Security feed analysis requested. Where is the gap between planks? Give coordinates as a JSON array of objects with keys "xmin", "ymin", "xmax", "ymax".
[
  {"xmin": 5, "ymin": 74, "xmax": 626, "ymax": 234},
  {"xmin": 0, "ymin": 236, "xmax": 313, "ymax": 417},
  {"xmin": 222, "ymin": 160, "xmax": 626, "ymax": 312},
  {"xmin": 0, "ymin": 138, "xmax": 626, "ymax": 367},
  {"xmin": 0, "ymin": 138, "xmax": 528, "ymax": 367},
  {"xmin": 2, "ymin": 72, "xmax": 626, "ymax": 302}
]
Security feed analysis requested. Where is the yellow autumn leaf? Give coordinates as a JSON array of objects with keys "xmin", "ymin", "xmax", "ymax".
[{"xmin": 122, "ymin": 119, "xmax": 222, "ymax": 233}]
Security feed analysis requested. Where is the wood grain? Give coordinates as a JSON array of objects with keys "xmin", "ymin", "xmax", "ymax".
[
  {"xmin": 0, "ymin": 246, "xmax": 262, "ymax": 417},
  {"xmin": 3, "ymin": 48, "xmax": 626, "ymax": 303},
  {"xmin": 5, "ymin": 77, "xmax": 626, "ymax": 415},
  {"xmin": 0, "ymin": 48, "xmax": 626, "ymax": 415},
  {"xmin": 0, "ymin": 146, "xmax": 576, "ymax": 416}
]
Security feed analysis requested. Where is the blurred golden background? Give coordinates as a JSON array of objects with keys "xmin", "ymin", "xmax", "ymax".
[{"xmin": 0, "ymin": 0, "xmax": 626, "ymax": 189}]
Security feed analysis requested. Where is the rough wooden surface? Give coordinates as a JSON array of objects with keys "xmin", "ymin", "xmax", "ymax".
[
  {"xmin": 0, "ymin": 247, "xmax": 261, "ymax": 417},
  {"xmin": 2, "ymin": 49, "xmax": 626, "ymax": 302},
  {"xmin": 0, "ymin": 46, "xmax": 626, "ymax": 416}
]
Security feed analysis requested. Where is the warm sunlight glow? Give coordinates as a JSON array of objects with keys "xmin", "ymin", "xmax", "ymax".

● What needs to be done: How many lines in the records above contain the string "objects"? Case counts. Reply with the number alone.

● Full output: 6